### Stated task:
From the listing below, pull out every line that contains the string "tree" and copy each one. The match is case-sensitive.

[Excerpts of labeled region data]

========================

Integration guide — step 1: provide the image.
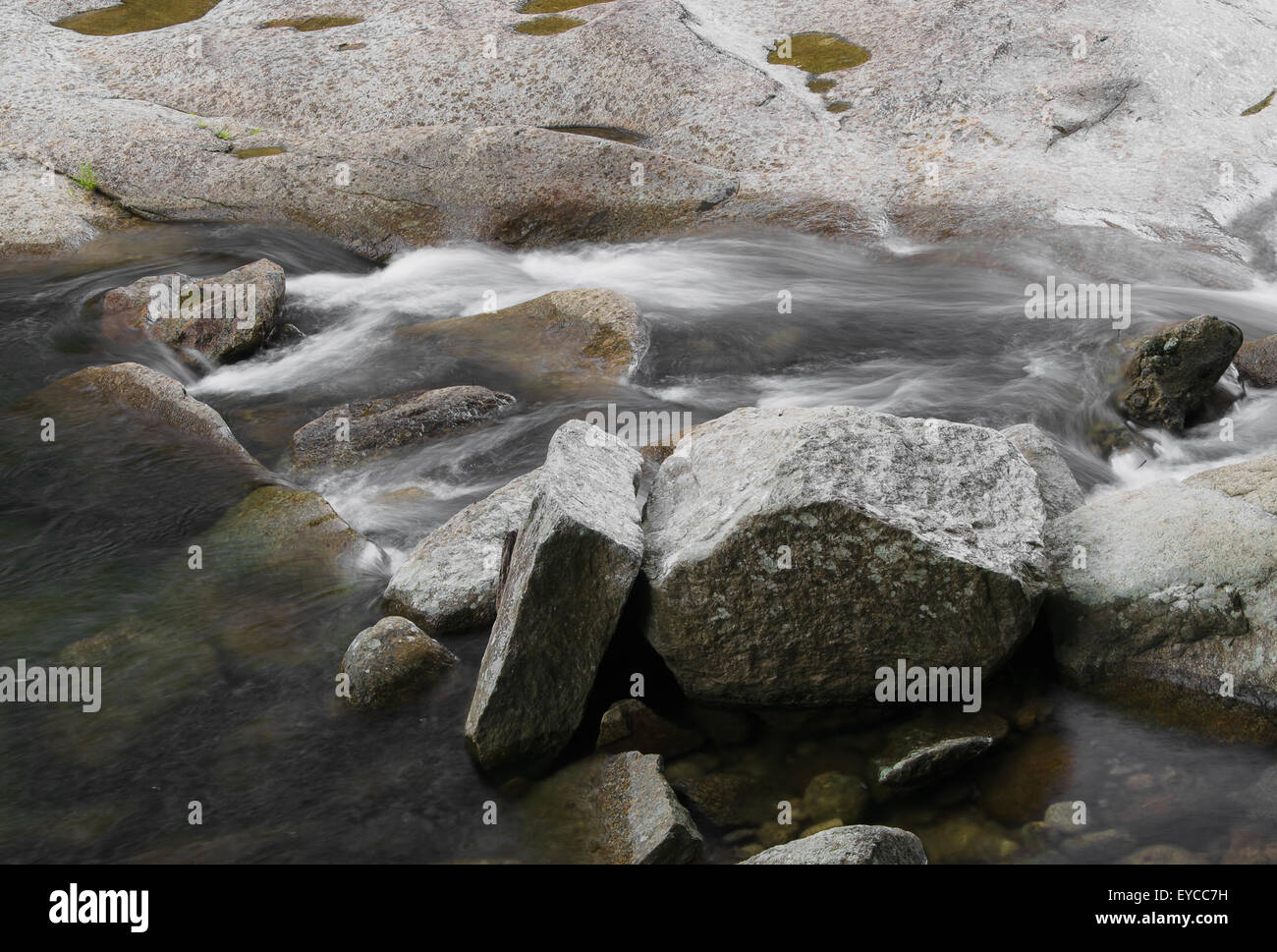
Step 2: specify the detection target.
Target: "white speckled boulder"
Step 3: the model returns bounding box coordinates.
[643,407,1046,704]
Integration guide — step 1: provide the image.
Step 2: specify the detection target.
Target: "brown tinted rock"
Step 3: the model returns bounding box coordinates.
[397,289,647,379]
[340,616,457,708]
[289,387,515,471]
[102,258,287,363]
[595,698,705,756]
[1233,335,1277,387]
[1116,314,1242,433]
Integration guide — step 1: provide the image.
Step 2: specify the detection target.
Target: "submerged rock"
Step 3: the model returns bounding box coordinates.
[1233,335,1277,387]
[594,698,705,756]
[741,827,927,867]
[289,387,515,471]
[802,772,869,825]
[340,616,457,708]
[0,363,273,543]
[384,469,540,635]
[1046,480,1277,710]
[18,363,260,471]
[102,258,287,363]
[875,713,1009,789]
[643,407,1046,704]
[397,289,647,379]
[1003,423,1083,519]
[465,420,642,772]
[1116,314,1242,433]
[524,752,703,866]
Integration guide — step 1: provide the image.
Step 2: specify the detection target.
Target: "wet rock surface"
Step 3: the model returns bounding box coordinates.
[102,258,287,364]
[524,752,703,866]
[397,289,647,379]
[340,616,457,708]
[289,386,515,472]
[742,827,927,867]
[1046,480,1277,710]
[465,420,642,772]
[383,469,540,635]
[643,408,1046,704]
[0,0,1277,279]
[1233,335,1277,387]
[1003,423,1083,519]
[1116,315,1242,433]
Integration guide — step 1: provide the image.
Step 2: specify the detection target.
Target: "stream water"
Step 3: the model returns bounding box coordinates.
[0,225,1277,862]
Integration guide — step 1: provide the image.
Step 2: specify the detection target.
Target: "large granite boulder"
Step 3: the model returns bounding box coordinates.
[1116,314,1242,433]
[289,387,515,472]
[102,258,284,363]
[643,407,1046,704]
[0,363,273,541]
[1046,480,1277,709]
[741,827,927,867]
[1003,423,1083,519]
[384,469,540,635]
[465,420,642,773]
[1184,454,1277,516]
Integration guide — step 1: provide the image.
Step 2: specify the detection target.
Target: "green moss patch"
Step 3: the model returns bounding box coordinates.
[231,145,284,158]
[767,33,869,76]
[256,17,364,33]
[54,0,218,35]
[1242,89,1277,116]
[515,17,584,35]
[519,0,612,13]
[541,125,647,145]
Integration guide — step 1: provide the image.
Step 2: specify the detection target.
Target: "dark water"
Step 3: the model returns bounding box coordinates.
[0,226,1277,862]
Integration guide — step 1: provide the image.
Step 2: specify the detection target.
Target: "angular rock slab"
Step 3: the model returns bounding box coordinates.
[525,752,703,866]
[102,258,285,363]
[289,386,515,472]
[465,420,642,772]
[643,407,1046,704]
[383,469,540,635]
[1003,423,1083,519]
[399,288,648,379]
[341,616,457,708]
[1044,480,1277,710]
[740,827,927,867]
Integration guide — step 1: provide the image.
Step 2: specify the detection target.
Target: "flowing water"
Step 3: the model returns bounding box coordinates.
[0,226,1277,862]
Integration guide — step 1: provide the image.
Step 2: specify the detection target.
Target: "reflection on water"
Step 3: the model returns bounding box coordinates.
[54,0,218,35]
[0,226,1277,862]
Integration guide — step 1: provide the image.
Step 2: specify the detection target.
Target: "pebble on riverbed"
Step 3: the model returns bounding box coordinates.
[340,616,457,708]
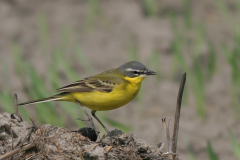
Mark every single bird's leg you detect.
[75,99,97,132]
[91,110,110,133]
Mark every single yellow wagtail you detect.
[19,61,156,132]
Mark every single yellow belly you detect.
[68,83,141,111]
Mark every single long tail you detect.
[18,93,66,106]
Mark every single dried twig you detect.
[172,73,186,160]
[162,118,173,159]
[0,143,35,160]
[14,94,19,117]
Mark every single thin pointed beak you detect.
[146,70,157,75]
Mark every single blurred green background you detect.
[0,0,240,160]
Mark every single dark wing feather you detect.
[56,78,114,92]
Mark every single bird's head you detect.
[119,61,157,82]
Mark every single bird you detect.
[18,61,157,133]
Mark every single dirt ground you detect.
[0,0,240,160]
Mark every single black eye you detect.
[133,71,138,75]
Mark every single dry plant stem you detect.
[0,143,34,160]
[172,72,186,159]
[162,118,173,159]
[75,100,96,132]
[30,117,38,128]
[14,94,19,117]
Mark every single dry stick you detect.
[14,94,19,117]
[0,143,35,160]
[162,118,173,159]
[172,72,187,160]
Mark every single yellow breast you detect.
[67,77,144,111]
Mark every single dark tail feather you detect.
[18,95,62,106]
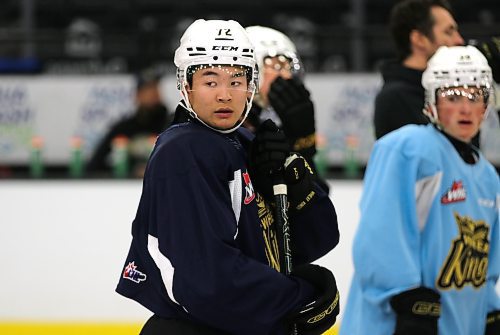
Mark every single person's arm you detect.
[485,203,500,335]
[146,134,322,334]
[353,142,440,334]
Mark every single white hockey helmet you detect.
[422,45,493,125]
[246,26,304,81]
[174,19,259,133]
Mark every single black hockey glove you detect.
[284,153,316,211]
[289,264,339,335]
[390,287,441,335]
[484,310,500,335]
[469,36,500,83]
[248,120,290,201]
[268,77,316,162]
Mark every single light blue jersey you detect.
[340,125,500,335]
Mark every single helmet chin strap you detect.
[180,86,255,134]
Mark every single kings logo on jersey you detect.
[242,172,255,205]
[441,180,466,204]
[437,213,490,289]
[123,262,146,283]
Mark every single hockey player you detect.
[340,46,500,335]
[117,20,339,335]
[244,26,328,192]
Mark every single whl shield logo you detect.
[123,262,146,283]
[441,180,466,204]
[242,172,255,205]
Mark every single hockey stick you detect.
[273,173,298,335]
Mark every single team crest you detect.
[123,262,146,283]
[242,172,255,205]
[437,213,490,289]
[441,180,466,205]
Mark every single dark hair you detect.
[389,0,452,60]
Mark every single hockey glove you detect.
[284,154,316,211]
[473,36,500,83]
[390,286,441,335]
[268,77,316,162]
[484,310,500,335]
[249,120,290,201]
[290,264,339,335]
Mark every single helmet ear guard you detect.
[422,45,493,126]
[174,19,259,133]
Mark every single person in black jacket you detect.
[116,19,339,335]
[86,69,172,178]
[374,0,464,139]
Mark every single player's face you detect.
[187,66,250,129]
[436,87,486,142]
[259,56,292,105]
[427,6,464,58]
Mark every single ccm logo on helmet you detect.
[212,45,238,51]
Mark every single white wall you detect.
[0,180,361,322]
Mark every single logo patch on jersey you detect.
[441,180,465,204]
[437,213,490,289]
[123,262,146,283]
[242,172,255,205]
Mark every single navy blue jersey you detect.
[117,114,339,335]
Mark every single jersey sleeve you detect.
[486,193,500,312]
[146,134,313,334]
[290,185,340,265]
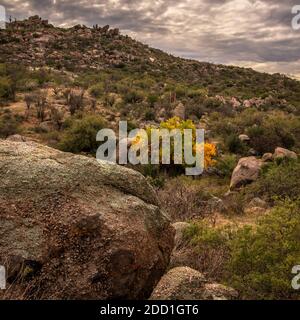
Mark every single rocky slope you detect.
[0,140,174,299]
[0,16,300,106]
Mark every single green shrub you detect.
[246,159,300,200]
[124,90,144,103]
[0,113,20,138]
[89,83,104,98]
[59,115,105,154]
[224,200,300,299]
[215,154,237,178]
[184,200,300,300]
[225,134,246,154]
[0,77,12,99]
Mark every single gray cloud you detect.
[0,0,300,77]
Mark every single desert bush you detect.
[89,83,104,98]
[0,113,20,139]
[147,93,159,107]
[159,178,211,221]
[184,220,233,281]
[247,123,295,154]
[246,159,300,201]
[225,134,246,154]
[224,200,300,299]
[34,93,47,122]
[184,200,300,300]
[59,115,106,154]
[68,90,84,115]
[215,154,237,178]
[0,77,12,99]
[124,89,144,103]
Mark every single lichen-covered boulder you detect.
[0,140,174,299]
[230,157,263,190]
[150,267,238,300]
[273,147,298,160]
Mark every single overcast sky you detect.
[0,0,300,78]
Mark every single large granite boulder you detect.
[150,267,238,300]
[0,140,174,299]
[273,147,298,160]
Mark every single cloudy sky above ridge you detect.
[0,0,300,79]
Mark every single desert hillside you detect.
[0,16,300,300]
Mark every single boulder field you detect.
[0,140,174,299]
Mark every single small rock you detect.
[230,157,263,190]
[239,134,250,142]
[261,153,273,162]
[273,147,298,160]
[150,267,238,300]
[245,198,268,214]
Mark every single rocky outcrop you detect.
[150,267,238,300]
[273,147,298,160]
[245,198,268,214]
[261,153,273,162]
[0,140,174,299]
[230,157,263,190]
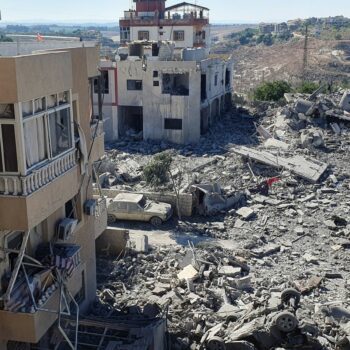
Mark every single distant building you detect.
[94,0,233,144]
[259,23,275,34]
[274,22,289,34]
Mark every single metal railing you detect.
[0,149,77,197]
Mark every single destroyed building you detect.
[0,47,107,350]
[94,0,233,144]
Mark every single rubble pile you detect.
[99,91,350,349]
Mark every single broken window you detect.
[201,74,207,101]
[174,30,185,41]
[0,103,15,119]
[49,108,72,157]
[164,118,182,130]
[126,79,142,91]
[94,70,109,95]
[225,69,231,87]
[23,116,48,169]
[0,124,18,173]
[162,73,190,96]
[138,30,149,40]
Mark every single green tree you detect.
[253,80,292,101]
[296,81,320,94]
[143,151,183,220]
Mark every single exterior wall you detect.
[130,26,196,48]
[117,61,201,144]
[0,48,107,349]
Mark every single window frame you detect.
[164,118,183,131]
[20,90,75,175]
[126,79,143,91]
[173,30,185,41]
[137,30,149,41]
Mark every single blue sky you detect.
[0,0,350,23]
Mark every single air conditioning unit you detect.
[84,199,97,216]
[57,218,78,241]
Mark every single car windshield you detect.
[138,198,147,208]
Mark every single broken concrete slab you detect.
[218,265,242,277]
[294,98,314,114]
[232,146,328,183]
[339,90,350,112]
[236,207,255,220]
[264,138,289,151]
[177,265,199,280]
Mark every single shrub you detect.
[296,81,320,94]
[143,152,173,187]
[253,80,292,101]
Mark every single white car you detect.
[107,193,173,226]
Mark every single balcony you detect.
[0,245,84,343]
[0,149,80,231]
[95,198,107,239]
[0,149,77,197]
[90,120,105,162]
[119,16,209,27]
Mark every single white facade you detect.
[95,53,233,144]
[130,25,211,48]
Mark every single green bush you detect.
[253,80,292,101]
[143,152,173,187]
[296,81,320,94]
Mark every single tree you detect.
[254,80,292,101]
[143,151,183,220]
[0,34,13,43]
[296,81,320,94]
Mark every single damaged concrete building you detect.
[94,0,233,144]
[0,47,107,350]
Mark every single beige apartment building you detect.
[0,47,107,350]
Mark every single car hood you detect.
[145,202,171,214]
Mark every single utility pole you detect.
[302,24,309,81]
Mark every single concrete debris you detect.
[232,147,328,182]
[93,91,350,350]
[300,129,324,148]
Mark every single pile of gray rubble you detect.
[93,91,350,350]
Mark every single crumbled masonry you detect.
[94,92,350,350]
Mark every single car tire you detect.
[107,214,117,225]
[150,216,163,227]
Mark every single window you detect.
[94,70,109,95]
[164,118,182,130]
[138,30,149,40]
[162,73,190,96]
[174,30,185,41]
[74,270,86,305]
[23,116,48,169]
[126,80,142,90]
[0,124,18,173]
[49,108,72,158]
[0,103,15,119]
[64,195,81,221]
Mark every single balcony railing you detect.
[90,120,104,137]
[0,149,77,197]
[95,198,107,239]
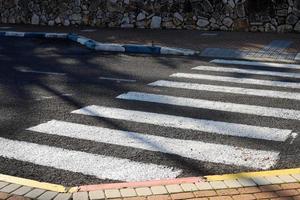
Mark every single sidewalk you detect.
[0,25,300,61]
[0,168,300,200]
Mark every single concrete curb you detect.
[0,31,199,56]
[0,31,68,39]
[68,33,198,56]
[0,168,300,200]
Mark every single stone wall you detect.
[0,0,300,32]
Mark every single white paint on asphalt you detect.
[99,76,136,83]
[201,33,218,36]
[16,68,66,76]
[80,29,97,33]
[0,26,12,30]
[72,105,292,142]
[5,31,25,37]
[171,73,300,89]
[27,120,279,169]
[117,92,300,120]
[0,138,182,181]
[148,80,300,100]
[193,66,300,78]
[210,59,300,69]
[35,94,73,101]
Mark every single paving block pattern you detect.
[0,171,300,200]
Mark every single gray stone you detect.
[286,14,299,25]
[31,14,40,25]
[222,17,233,27]
[136,12,146,21]
[294,21,300,32]
[48,20,55,26]
[197,18,209,27]
[174,12,183,22]
[150,16,161,29]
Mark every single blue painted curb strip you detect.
[0,31,199,56]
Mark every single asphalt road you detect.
[0,38,300,186]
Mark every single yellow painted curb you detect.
[0,174,67,192]
[204,168,300,181]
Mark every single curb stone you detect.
[0,31,300,62]
[0,31,199,56]
[0,168,300,200]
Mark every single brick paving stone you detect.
[120,188,136,197]
[278,175,297,183]
[12,186,33,196]
[147,195,171,200]
[37,191,58,200]
[54,193,72,200]
[7,195,30,200]
[166,184,183,193]
[104,190,121,198]
[276,190,300,197]
[259,185,281,192]
[189,198,209,200]
[171,192,195,200]
[254,192,278,199]
[135,187,152,196]
[291,174,300,181]
[237,187,261,194]
[123,197,147,200]
[237,178,256,187]
[89,190,105,200]
[293,195,300,200]
[280,183,300,190]
[271,197,294,200]
[210,181,227,189]
[194,190,217,197]
[0,181,9,189]
[232,194,256,200]
[224,180,242,188]
[195,182,212,190]
[180,183,198,192]
[216,189,239,196]
[73,192,89,200]
[209,196,232,200]
[151,186,168,194]
[25,189,46,199]
[252,177,271,185]
[0,184,22,193]
[265,176,284,184]
[0,192,11,200]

========================

### The answer:
Mark every single green tree you detect.
Mark every single tree you detect.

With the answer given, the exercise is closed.